**DATA SUPPLIED**.
[Start of section]
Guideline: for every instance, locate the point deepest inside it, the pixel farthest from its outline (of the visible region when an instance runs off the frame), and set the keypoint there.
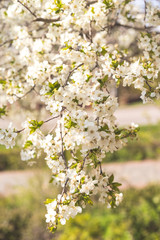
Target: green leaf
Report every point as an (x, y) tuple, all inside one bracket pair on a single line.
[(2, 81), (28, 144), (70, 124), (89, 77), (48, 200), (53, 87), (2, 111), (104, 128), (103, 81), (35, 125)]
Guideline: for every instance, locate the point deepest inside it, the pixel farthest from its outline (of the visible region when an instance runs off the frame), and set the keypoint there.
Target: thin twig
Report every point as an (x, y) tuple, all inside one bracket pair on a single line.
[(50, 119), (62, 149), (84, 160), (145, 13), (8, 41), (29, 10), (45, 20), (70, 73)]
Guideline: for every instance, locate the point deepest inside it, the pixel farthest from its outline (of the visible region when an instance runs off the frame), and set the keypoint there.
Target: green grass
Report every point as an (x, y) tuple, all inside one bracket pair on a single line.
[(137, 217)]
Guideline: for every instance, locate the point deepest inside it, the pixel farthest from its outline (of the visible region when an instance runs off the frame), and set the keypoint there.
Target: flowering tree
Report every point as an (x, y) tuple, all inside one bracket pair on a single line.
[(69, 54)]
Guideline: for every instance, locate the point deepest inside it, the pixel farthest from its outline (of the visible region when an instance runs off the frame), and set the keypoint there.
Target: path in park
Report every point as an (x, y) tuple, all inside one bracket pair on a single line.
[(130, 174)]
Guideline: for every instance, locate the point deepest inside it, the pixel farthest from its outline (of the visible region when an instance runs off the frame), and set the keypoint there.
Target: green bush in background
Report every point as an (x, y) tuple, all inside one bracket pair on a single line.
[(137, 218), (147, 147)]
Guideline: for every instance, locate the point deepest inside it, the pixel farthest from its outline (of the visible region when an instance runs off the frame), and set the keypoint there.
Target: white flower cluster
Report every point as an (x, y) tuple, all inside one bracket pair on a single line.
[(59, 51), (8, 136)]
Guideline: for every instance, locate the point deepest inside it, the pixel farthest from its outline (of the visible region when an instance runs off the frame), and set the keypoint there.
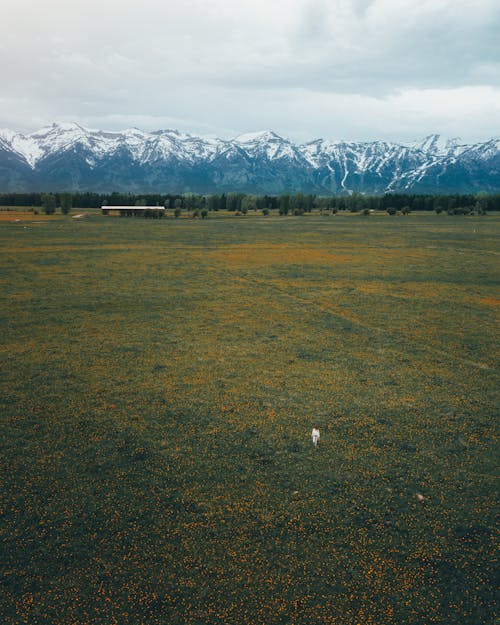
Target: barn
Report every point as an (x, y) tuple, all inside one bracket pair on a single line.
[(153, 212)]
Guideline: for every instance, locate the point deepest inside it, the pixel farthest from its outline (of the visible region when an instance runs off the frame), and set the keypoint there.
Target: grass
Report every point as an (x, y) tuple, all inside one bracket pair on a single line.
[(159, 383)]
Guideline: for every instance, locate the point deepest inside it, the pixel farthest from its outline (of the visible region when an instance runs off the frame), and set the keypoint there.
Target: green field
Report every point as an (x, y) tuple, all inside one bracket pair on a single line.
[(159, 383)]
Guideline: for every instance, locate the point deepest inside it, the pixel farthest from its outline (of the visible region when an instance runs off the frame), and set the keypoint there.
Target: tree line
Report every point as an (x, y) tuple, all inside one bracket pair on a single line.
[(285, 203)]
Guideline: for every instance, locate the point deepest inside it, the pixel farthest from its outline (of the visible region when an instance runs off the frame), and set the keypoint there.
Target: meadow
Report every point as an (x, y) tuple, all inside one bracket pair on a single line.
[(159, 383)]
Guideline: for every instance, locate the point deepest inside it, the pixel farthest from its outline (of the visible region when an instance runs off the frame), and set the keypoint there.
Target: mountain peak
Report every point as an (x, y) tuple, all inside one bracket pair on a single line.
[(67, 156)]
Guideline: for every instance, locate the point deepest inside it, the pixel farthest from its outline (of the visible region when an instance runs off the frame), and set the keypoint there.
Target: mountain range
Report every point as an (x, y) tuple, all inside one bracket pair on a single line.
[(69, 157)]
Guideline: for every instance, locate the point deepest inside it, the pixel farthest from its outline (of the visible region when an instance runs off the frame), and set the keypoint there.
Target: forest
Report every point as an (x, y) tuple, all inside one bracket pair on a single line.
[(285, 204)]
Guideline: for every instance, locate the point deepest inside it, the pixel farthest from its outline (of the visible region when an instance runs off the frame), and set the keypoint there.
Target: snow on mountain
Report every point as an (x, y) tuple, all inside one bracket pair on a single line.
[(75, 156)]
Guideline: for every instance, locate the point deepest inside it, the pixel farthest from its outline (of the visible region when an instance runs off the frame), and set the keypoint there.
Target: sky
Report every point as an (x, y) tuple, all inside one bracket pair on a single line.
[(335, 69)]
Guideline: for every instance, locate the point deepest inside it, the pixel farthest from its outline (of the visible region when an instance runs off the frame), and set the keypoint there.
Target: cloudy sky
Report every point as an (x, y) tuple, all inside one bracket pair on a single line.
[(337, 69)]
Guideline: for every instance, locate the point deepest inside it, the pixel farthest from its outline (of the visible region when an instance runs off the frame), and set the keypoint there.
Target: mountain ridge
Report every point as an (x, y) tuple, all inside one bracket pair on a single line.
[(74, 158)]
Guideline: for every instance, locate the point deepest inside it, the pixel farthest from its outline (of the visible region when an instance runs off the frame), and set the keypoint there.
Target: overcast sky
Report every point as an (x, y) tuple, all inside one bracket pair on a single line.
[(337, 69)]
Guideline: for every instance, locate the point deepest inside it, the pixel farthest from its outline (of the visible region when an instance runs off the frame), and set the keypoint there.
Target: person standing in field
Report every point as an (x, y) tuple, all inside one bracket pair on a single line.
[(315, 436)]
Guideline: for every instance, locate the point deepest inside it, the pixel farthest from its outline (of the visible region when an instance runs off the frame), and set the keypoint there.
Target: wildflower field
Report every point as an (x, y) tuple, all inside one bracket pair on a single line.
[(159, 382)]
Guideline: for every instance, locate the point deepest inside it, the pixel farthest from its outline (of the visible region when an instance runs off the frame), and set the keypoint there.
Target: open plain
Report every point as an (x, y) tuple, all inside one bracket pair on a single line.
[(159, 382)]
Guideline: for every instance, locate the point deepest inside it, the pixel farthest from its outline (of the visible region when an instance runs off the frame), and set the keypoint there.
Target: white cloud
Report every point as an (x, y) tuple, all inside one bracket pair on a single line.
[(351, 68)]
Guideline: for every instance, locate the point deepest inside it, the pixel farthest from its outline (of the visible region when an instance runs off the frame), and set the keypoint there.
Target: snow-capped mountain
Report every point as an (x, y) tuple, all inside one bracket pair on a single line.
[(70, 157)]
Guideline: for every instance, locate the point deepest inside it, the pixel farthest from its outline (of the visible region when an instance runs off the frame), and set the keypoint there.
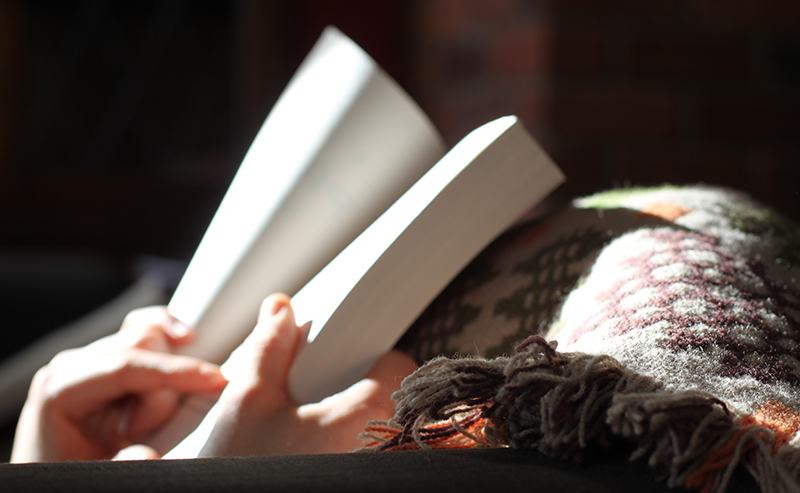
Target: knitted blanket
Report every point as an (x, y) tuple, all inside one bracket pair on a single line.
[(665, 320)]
[End of section]
[Start of section]
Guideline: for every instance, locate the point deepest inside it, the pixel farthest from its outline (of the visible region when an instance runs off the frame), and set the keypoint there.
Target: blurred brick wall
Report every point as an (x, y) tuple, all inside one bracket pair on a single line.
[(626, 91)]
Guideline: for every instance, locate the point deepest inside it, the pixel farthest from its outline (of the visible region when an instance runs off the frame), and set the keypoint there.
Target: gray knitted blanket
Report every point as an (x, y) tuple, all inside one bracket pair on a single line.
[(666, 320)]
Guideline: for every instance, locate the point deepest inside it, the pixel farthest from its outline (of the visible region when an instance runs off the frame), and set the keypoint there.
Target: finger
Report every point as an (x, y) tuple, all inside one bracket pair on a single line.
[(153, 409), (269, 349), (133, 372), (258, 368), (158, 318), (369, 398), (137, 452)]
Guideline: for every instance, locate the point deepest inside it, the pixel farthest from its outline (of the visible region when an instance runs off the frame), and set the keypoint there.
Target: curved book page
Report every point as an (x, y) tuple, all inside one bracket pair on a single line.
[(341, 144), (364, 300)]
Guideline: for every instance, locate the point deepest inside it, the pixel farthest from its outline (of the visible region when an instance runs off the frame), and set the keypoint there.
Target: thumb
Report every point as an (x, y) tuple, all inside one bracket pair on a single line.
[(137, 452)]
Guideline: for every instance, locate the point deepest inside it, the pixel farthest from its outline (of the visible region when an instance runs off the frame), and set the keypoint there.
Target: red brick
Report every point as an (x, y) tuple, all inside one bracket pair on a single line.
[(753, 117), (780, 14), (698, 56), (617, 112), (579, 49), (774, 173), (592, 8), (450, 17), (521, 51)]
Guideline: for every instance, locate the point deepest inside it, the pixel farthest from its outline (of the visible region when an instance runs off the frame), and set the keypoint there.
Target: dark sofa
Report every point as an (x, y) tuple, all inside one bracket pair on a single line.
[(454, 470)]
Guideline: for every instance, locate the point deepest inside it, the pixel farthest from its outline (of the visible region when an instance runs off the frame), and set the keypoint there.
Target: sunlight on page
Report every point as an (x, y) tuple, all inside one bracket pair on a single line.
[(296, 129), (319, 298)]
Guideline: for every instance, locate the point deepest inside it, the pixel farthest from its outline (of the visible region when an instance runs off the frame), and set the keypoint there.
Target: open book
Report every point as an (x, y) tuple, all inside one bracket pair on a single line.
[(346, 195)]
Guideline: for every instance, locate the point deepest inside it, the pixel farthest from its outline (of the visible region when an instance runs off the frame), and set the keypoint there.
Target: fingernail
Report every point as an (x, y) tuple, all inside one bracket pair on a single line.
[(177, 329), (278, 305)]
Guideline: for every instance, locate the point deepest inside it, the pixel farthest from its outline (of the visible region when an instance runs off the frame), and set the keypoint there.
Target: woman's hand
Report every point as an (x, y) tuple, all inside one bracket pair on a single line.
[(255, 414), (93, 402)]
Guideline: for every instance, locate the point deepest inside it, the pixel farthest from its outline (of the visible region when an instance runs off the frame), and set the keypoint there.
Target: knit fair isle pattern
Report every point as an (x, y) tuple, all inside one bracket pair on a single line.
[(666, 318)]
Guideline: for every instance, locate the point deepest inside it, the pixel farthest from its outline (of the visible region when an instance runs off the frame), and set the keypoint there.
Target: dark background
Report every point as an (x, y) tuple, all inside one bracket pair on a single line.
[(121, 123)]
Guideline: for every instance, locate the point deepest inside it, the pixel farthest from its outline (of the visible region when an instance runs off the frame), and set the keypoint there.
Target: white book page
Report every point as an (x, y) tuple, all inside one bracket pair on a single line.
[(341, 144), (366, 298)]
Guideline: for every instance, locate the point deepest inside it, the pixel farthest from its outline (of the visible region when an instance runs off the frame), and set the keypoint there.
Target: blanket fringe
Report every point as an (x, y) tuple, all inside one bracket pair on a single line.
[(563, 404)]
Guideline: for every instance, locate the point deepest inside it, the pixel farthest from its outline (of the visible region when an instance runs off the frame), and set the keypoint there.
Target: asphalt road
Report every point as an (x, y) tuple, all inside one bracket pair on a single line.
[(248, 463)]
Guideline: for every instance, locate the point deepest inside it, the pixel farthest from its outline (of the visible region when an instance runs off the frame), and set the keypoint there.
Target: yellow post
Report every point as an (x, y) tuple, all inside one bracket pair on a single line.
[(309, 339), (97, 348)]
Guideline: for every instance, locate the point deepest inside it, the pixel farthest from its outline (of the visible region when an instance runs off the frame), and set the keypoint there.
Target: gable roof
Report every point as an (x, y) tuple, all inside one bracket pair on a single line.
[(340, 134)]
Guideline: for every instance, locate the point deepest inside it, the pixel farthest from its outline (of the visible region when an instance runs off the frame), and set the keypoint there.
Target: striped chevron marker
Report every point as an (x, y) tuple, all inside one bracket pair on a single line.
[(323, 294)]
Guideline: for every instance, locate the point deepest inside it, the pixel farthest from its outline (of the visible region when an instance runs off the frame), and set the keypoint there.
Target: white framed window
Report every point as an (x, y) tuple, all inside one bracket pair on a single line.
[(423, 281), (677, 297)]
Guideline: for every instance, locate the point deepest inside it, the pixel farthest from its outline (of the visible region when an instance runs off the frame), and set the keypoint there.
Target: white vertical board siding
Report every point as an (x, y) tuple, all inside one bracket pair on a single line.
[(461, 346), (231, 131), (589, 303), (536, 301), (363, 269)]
[End of section]
[Start of section]
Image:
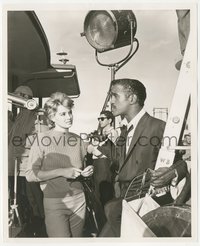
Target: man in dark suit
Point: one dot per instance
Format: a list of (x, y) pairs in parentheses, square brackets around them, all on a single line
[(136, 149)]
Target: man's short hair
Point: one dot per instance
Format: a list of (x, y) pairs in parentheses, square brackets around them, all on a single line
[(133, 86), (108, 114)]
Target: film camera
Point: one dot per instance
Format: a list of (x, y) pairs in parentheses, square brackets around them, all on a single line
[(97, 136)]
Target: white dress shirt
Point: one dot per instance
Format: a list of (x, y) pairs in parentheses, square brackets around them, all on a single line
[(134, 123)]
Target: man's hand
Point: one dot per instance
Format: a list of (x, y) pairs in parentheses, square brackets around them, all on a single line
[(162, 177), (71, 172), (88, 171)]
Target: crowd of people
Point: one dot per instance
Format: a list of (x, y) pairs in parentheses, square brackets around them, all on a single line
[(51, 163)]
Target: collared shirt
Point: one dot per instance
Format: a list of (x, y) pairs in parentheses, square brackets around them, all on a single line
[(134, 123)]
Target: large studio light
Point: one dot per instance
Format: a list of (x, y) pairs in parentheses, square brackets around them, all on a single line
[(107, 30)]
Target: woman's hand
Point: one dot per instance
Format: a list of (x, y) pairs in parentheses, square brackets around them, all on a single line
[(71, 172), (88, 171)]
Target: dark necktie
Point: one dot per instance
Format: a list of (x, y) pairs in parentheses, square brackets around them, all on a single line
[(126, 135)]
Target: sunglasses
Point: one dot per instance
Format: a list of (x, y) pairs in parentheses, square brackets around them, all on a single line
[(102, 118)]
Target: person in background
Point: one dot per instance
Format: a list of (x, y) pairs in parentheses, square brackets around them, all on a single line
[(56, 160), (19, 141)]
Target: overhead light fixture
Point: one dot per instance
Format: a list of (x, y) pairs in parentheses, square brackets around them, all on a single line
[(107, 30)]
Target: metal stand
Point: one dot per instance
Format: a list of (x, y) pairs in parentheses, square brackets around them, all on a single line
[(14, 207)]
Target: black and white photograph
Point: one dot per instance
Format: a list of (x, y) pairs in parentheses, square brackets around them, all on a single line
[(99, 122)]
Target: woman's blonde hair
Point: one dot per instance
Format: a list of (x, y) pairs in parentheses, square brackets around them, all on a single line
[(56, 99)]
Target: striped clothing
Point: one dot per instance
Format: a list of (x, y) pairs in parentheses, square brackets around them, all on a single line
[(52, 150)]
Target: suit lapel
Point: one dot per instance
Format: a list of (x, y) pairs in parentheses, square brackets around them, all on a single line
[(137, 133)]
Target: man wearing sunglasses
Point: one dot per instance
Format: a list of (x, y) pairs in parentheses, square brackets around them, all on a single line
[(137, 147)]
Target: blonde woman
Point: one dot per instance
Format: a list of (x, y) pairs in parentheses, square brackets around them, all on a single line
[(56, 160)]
[End of section]
**YOUR OBJECTIVE**. From the material above, copy each line that includes the word "field".

**TASK SOLUTION**.
Target: green field
Target: person standing in field
Target: wildflower field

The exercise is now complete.